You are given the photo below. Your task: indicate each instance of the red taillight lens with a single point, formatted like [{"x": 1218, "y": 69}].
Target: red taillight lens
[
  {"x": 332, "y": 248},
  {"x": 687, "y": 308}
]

- - - -

**Aim of the task:**
Please pull out every line of the material above and reproduce each one without any change.

**Answer for the task:**
You are given the photo below. Your task: indicate each instance of the red taillight lens with a single point, formatted like [{"x": 1218, "y": 69}].
Target: red taillight lens
[
  {"x": 332, "y": 248},
  {"x": 687, "y": 308}
]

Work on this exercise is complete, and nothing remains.